• DATA EXCERPTS:
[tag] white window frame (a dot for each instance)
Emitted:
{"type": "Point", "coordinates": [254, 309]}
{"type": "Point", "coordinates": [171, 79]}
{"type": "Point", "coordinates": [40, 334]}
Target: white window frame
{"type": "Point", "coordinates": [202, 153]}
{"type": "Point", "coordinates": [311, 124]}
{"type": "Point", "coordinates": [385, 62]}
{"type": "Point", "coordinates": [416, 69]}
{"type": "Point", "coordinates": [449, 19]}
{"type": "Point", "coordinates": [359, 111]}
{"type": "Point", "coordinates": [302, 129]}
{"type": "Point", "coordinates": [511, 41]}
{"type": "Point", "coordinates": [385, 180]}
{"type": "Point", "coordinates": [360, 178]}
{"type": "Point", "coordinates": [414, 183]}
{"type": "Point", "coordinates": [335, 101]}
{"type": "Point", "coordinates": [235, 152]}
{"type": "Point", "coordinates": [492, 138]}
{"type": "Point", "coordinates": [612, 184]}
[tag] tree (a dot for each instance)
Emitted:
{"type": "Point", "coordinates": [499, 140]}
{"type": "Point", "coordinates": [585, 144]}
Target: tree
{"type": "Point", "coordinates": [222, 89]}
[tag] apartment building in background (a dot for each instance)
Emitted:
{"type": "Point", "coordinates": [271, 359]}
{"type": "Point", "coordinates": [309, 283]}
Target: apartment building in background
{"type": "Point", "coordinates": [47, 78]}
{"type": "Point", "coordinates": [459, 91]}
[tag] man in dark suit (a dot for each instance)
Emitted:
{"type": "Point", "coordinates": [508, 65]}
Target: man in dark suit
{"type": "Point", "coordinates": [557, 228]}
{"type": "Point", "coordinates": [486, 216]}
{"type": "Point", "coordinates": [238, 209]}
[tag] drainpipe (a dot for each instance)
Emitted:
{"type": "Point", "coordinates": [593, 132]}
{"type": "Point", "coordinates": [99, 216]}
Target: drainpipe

• PROBLEM:
Write out every line in the data that holds the string "each".

• RESPONSE:
[tag] white window frame (a dot for each instance)
[tag] tree (a dot for each instance)
[tag] apartment building in background (a dot for each instance)
[tag] man in dark suit (a dot for each instance)
[tag] drainpipe (a dot for each instance)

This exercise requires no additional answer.